[Lines of data]
+ + +

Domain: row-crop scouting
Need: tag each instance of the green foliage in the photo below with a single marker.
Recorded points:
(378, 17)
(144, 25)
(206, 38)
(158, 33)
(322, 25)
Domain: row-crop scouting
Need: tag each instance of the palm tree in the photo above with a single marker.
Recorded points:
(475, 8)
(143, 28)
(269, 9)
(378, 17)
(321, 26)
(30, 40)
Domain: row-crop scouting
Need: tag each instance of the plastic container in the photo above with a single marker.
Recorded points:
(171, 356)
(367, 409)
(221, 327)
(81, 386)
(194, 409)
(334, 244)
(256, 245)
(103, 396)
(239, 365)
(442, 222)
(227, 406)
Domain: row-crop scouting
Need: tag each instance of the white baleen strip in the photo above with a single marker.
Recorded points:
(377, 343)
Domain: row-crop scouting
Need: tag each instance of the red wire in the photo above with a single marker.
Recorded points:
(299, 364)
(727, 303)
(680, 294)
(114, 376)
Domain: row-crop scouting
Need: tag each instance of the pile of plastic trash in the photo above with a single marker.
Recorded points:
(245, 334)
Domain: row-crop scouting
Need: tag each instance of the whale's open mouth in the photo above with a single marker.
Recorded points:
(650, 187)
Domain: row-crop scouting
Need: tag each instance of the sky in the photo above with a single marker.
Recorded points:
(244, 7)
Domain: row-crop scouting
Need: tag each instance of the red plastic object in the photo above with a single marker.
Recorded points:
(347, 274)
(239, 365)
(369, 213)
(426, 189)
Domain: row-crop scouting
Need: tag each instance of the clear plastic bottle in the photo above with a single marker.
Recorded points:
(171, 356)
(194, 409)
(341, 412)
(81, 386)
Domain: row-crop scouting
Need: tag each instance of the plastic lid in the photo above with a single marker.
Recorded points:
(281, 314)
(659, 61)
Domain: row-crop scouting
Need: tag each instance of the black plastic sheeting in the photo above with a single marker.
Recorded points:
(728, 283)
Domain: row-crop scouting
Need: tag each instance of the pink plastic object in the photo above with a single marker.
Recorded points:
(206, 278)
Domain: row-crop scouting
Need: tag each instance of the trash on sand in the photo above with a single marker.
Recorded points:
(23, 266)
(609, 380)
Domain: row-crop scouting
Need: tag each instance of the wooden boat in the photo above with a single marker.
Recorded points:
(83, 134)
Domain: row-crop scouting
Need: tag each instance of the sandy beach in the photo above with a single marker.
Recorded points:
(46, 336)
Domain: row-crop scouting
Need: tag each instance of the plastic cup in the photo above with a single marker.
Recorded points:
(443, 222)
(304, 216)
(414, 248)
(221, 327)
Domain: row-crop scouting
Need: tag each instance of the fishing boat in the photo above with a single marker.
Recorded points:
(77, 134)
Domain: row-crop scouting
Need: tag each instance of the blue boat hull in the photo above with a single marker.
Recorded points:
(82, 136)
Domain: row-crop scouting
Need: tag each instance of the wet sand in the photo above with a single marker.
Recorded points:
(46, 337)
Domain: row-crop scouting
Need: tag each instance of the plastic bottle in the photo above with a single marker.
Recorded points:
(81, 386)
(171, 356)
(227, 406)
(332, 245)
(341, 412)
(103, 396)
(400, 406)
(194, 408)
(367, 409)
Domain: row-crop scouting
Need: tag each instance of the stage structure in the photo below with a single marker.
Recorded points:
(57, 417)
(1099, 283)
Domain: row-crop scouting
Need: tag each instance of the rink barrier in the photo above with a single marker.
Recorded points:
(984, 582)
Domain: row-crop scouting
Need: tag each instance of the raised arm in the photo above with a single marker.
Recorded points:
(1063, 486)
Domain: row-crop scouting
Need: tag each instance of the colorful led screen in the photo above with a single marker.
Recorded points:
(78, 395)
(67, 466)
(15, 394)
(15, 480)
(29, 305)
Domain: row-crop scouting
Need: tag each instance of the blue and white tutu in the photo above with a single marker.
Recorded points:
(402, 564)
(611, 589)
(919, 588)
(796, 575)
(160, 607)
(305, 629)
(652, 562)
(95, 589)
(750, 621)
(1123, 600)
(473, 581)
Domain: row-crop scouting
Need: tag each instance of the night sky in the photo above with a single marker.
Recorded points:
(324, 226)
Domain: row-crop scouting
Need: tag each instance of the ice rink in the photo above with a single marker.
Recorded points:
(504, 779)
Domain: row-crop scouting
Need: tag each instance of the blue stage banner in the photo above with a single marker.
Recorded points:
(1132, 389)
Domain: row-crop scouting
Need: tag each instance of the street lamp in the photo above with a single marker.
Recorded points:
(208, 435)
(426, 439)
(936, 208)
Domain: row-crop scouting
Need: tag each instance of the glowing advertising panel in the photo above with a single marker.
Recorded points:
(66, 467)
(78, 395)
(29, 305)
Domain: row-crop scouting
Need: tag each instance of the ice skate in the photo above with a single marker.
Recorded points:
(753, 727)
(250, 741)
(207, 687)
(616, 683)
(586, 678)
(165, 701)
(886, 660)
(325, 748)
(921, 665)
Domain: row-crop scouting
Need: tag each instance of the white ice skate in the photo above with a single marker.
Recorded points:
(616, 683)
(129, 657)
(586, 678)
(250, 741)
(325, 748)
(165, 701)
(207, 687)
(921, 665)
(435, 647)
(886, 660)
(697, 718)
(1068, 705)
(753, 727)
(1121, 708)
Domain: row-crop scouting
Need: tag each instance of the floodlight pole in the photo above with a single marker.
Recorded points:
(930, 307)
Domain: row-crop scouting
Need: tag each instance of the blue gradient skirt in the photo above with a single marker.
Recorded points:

+ + +

* SHORT EXERCISE:
Extract every line in the records above that contains the string "blue". Match it with case counted.

* SOLUTION FOR THIS PROBLEM:
Need: tag each instance of the blue boat hull in the photo above with a single marker.
Need: tag each instance of the blue and white tutu in the photo above with a single marker.
Need: tag each instance of the blue stage banner in the photo above with a single marker.
Need: tag each instance of the blue gradient skirt in the photo above with a single marker.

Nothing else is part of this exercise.